> Region pointing data:
————
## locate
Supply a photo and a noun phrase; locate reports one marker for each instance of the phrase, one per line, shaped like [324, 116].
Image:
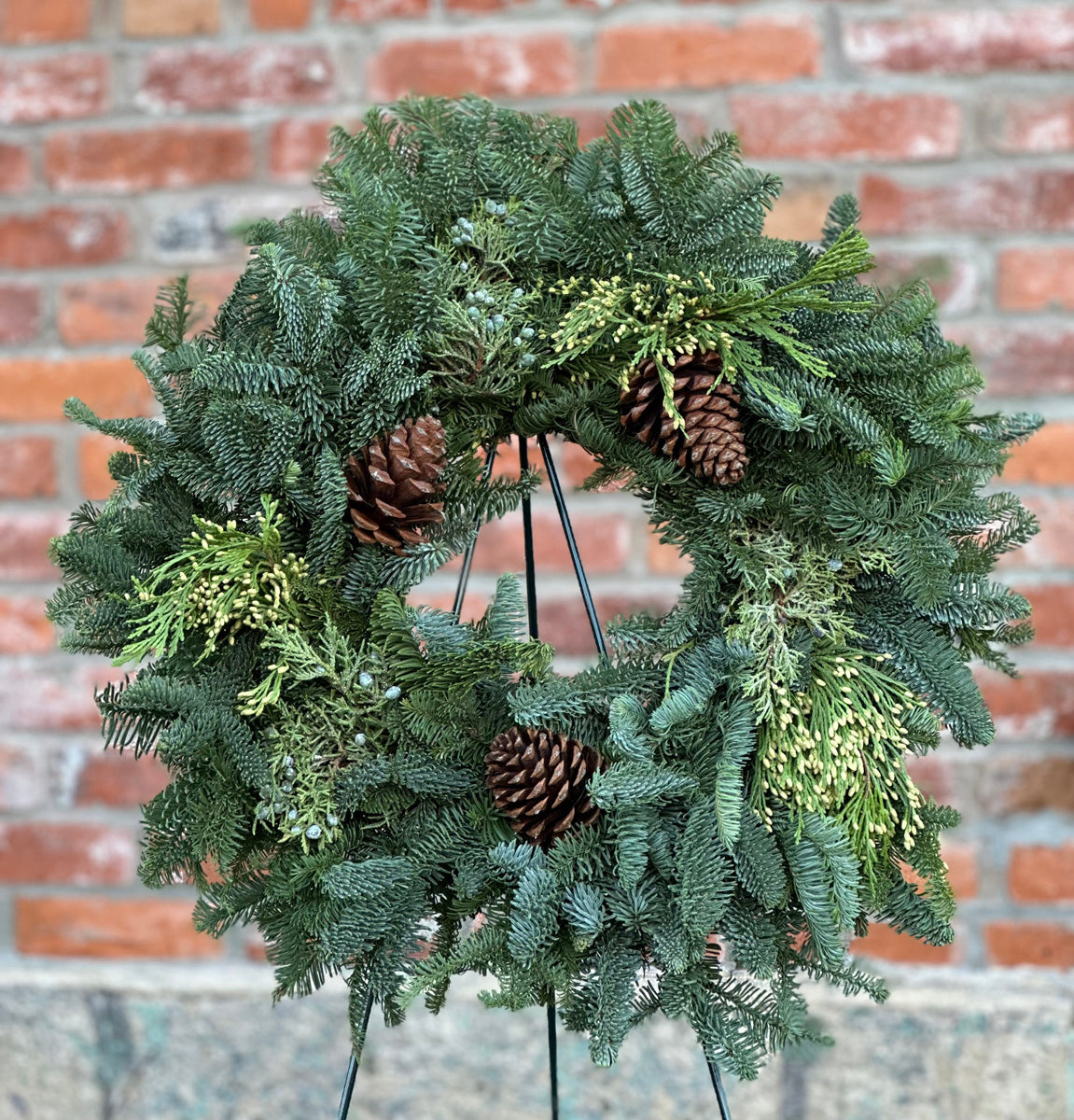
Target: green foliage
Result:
[326, 738]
————
> Task instructions: Note how many lines of the entries contain the string "locate", then give that number by itself.

> Reply: 2